WRITTEN INSTRUCTION 1:
In the MATLAB forum thread below, how many Excel files does the poster import into MATLAB?

MATLAB Answers

How to write a Loop to run a specific code to every table in a cell

10 views (last 30 days)
Behzad Navidi
Behzad Navidi on 20 Dec 2019
Edited: dpb on 23 Dec 2019
I have many excel files (540 files) which I used this code to import them to Matlab:
D = 'C:\Users\Behzad\Desktop\New folder (2)';
filePattern = fullfile(D, '*.xlsx');
file = dir(filePattern);
x={};
for k = 1 : numel(file)
baseFileName = file(k).name;
fullFileName = fullfile(D, baseFileName)
x{k} = readtable(fullFileName);
fprintf('read file %s\n', fullFileName);
end
After doing that x is a 1*540 cell which contains 540 tables. I want to apply this code below for all these tables:
T = readtable(filename);
sort = sortrows(T, 8);
selected_table = sort (:, 8:9);
dt1 = datetime([1982 01 01]);
dt2 = datetime([2018 12 31]);
allDates = (dt1 : calmonths(1) : dt2).';
allDates.Format = 'MM/dd/yyyy';
tempTable = table(allDates(~ismember(allDates,selected_table.data)), NaN(sum(~ismember(allDates,selected_table.data)),size(selected_table,2)-1),'VariableNames',selected_table.Properties.VariableNames);
T2 = outerjoin(sort,tempTable,'MergeKeys', 1);
T2 = fillmissing(T2, 'next', 'DataVariables', {'lat', 'lon', 'station_elevation'})
I don't know how to do that. I guess I should use the loop again but haven't any idea how to do it.
Best Regards

  2 Comments

Behzad Navidi
Behzad Navidi on 20 Dec 2019
it's hard for me I don't know how to write the code. I mean I can do this on a paper but as I'm new to Matlab I don't know this language well. the problem is I don't know how to define a new loop when x{k} is generated from the previous loop. I searched a lot and write this code below:
% allDates should be out of the loop because it's not necessary to be in the loop
dt1 = datetime([1982 01 01]);
dt2 = datetime([2018 12 31]);
allDates = (dt1 : calmonths(1) : dt2).';
allDates.Format = 'MM/dd/yyyy';
% creating loop
for idx = 1:numel(x)

DATASET ROWS:
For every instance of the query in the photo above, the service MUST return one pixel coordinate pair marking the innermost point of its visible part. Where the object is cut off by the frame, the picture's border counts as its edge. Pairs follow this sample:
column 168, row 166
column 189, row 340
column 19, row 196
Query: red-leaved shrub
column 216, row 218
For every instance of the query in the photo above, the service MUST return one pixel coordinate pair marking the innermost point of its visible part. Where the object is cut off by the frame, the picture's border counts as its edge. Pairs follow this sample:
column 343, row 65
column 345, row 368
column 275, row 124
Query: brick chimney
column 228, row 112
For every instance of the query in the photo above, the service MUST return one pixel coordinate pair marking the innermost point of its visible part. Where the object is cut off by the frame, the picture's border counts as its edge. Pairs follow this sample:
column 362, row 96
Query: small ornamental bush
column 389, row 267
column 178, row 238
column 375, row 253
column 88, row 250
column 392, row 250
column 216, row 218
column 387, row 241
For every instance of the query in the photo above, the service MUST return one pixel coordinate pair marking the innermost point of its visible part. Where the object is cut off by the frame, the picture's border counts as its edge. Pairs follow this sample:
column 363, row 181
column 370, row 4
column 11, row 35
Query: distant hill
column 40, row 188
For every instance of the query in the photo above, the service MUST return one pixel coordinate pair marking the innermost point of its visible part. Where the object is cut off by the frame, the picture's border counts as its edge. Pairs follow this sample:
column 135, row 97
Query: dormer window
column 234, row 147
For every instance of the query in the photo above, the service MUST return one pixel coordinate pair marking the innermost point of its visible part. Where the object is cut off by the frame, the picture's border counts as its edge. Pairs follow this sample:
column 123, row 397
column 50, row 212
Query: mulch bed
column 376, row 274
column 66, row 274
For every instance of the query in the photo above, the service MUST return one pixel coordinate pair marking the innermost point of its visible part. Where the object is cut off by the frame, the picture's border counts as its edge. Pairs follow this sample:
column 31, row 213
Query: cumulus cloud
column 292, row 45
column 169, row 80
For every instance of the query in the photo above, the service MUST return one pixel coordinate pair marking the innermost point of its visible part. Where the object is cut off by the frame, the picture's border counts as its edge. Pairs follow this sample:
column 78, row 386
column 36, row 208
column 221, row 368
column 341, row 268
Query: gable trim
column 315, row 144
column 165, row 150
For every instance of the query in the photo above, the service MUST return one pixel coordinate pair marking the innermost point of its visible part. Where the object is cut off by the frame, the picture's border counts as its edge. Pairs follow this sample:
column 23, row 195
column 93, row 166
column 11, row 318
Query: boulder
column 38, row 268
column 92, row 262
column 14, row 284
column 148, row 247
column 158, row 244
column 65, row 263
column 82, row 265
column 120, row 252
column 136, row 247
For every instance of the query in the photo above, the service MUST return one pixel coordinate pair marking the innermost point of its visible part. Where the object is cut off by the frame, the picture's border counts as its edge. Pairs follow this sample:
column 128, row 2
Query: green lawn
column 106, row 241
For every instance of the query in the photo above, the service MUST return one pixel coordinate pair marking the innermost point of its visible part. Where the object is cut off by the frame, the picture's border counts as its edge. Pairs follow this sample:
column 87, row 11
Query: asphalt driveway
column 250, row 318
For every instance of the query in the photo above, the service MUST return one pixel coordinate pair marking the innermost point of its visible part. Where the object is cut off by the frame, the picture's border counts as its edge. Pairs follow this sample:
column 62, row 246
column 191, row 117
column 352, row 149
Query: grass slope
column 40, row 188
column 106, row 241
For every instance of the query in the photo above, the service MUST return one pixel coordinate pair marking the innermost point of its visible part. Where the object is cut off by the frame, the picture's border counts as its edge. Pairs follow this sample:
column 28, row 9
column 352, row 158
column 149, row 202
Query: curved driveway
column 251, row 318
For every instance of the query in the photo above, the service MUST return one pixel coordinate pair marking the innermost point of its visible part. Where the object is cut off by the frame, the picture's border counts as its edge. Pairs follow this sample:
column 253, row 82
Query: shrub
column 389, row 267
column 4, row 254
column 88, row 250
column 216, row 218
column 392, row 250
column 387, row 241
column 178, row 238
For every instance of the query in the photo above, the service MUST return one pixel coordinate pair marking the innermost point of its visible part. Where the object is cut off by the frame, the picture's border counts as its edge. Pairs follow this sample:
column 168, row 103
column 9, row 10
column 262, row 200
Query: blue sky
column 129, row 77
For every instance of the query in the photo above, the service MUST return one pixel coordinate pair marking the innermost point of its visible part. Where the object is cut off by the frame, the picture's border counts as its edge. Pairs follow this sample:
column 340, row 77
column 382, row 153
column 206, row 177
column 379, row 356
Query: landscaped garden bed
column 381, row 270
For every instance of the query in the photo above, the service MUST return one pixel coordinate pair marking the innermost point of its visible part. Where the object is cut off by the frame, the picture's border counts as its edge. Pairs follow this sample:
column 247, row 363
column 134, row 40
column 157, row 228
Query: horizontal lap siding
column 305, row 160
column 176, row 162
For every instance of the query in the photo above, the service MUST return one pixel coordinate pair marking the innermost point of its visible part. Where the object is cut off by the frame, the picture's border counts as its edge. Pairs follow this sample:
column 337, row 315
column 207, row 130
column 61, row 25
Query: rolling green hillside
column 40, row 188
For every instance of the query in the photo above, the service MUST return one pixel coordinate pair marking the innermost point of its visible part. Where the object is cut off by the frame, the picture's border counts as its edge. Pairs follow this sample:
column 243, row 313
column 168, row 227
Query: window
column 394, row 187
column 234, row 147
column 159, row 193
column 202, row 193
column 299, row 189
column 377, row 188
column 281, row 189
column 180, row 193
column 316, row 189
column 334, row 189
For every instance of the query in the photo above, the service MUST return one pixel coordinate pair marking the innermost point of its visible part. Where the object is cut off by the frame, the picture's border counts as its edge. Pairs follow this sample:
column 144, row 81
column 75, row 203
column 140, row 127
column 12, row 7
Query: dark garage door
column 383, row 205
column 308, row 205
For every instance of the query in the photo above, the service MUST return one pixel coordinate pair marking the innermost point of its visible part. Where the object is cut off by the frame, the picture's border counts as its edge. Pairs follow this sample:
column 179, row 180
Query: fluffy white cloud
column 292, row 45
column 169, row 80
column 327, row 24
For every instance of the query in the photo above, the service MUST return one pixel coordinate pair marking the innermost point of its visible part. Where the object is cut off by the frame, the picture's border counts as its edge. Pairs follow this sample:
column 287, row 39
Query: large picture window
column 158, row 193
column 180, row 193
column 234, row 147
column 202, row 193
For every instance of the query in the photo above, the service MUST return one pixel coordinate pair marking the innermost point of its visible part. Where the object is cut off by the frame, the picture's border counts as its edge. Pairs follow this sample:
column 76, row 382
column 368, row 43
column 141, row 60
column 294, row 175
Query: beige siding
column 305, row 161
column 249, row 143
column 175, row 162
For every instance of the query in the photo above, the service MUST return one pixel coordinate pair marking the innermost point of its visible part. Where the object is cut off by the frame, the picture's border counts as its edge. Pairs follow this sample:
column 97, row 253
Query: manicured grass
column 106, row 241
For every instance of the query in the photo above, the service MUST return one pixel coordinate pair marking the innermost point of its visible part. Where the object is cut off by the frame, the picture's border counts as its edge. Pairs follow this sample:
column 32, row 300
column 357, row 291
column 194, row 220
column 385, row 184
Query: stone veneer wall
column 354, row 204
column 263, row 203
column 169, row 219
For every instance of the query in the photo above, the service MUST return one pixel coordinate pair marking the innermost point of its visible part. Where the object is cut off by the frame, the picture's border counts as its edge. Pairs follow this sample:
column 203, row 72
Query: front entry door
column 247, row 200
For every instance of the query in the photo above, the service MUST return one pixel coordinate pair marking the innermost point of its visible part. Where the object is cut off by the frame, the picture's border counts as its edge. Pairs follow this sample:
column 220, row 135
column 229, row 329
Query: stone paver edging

WRITTEN INSTRUCTION 2:
Count the lines in the rows above that contain the string "door", treating uppercase and lowercase as different. Reply with the number alone.

WORKED SOLUTION 1:
540 files.

WORKED SOLUTION 2:
2